BRONDOCUMENT =
De gezamenlijke personencontrole zal enkel voor bepaalde daartoe vooraf aangewezen vluchten plaatsvinden. De Staten willen gaarne weten welke criteria gehanteerd gaan worden voor deze aanwijzing.

De zones waarbinnen de grensbewakingsambtenaren van de zendstaat bevoegd zijn tot het uitoefenen van personencontrole in het kader van de gezamenlijke controle worden afgebakend na overleg binnen de in artikel 13 van het Verdrag genoemde Commissie, hetgeen daarna wordt bevestigd door diplomatieke nota's. Aldus zal het werkingsbereik van het verdrag worden bepaald door niet-openbare besluiten, zouden de betrokken vreemdelingen niet op voorhand weten of zij onder de werking van het verdrag vallen of niet. Gaarne willen de Staten de mening van de Minister horen omtrent het vorenstaande.

WERKOPDRACHT =
Neem uit de tekst over de gezamenlijke personencontrole letterlijk over wat staat tussen "De gezamenlijke personencontrole" en "voor deze aanwijzing.", beide inbegrepen. De onderstaande lijst hoeft niet te worden geraadpleegd.

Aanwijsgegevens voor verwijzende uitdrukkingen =
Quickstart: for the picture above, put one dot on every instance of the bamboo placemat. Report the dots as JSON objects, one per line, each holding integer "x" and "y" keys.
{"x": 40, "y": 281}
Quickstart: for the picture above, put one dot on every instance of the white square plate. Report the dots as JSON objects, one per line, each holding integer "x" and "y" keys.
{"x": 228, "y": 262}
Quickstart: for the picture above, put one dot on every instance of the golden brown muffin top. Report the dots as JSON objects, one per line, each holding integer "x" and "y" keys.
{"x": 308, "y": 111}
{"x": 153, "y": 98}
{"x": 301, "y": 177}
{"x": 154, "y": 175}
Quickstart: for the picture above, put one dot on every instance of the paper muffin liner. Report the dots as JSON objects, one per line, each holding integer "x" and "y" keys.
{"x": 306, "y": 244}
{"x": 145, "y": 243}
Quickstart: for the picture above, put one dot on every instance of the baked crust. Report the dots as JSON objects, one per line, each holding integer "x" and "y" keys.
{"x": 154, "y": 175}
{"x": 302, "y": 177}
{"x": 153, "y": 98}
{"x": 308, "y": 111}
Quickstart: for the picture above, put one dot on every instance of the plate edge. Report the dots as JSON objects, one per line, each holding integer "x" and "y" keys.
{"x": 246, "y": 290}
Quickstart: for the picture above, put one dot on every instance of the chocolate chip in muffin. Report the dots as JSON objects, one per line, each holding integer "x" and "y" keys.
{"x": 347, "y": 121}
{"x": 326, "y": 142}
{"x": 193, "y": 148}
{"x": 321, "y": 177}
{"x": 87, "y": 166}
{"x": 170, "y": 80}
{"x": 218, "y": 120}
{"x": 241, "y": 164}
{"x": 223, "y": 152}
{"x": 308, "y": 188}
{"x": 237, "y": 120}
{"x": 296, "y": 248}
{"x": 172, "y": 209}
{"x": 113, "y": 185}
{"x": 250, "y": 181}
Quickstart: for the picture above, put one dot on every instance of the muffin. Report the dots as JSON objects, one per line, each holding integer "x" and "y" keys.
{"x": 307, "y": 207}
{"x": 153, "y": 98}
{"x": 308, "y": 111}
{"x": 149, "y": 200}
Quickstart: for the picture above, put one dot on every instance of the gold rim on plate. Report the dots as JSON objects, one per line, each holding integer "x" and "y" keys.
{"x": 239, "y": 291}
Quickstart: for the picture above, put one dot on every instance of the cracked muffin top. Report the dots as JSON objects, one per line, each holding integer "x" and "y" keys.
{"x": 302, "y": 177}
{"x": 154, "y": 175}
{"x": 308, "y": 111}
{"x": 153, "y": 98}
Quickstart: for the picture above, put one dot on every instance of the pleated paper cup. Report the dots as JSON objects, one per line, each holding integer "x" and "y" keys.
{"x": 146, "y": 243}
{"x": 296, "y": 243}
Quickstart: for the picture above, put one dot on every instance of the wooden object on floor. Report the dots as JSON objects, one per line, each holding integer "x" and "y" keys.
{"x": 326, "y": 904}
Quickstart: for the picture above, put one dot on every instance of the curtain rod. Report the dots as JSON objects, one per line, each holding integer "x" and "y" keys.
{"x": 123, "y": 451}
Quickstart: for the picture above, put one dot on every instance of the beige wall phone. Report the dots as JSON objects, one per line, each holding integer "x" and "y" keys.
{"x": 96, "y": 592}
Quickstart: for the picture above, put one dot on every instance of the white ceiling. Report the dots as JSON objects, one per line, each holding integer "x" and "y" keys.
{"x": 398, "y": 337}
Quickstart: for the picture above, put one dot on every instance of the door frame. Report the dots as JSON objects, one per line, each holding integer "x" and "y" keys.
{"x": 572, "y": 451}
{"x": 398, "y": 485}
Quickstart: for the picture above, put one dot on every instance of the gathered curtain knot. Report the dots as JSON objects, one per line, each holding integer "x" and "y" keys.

SCHRIFTELIJKE UITWERKING =
De gezamenlijke personencontrole zal enkel voor bepaalde daartoe vooraf aangewezen vluchten plaatsvinden. De Staten willen gaarne weten welke criteria gehanteerd gaan worden voor deze aanwijzing.